• _DATA FOR THIS TASK_:
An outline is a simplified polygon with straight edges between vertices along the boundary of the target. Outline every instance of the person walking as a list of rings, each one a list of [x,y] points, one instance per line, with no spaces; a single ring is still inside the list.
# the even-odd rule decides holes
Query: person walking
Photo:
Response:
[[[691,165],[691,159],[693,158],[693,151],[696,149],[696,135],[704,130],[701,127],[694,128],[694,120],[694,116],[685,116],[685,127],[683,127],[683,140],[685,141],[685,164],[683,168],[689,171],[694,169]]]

• _DESCRIPTION OF THE TASK_:
Only the lines from the one that holds "# the even-odd rule decides holes" through the end of the records should appear in the answer, each restated exactly.

• _SOLUTION BELOW_:
# the even-odd rule decides holes
Query: person walking
Photo:
Response:
[[[691,165],[691,159],[693,158],[693,151],[696,149],[696,135],[704,130],[701,127],[694,128],[694,120],[694,116],[685,116],[685,127],[683,127],[683,140],[685,141],[685,164],[683,168],[689,171],[694,169]]]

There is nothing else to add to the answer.